TASK GOAL:
Range to reproduce from the entries below: the line with "tag the pine tree", the line with "Target: pine tree", and every line in between. Give them exactly and give nothing else.

THE RECORDS:
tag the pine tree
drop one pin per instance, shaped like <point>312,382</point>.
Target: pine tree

* * *

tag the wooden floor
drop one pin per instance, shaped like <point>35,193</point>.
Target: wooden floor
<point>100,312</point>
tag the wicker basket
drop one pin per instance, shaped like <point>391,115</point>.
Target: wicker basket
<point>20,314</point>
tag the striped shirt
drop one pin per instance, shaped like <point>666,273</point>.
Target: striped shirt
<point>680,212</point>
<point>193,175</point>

SOLVED PROBLEM:
tag the pine tree
drop one pin per instance, shaped like <point>312,382</point>.
Target: pine tree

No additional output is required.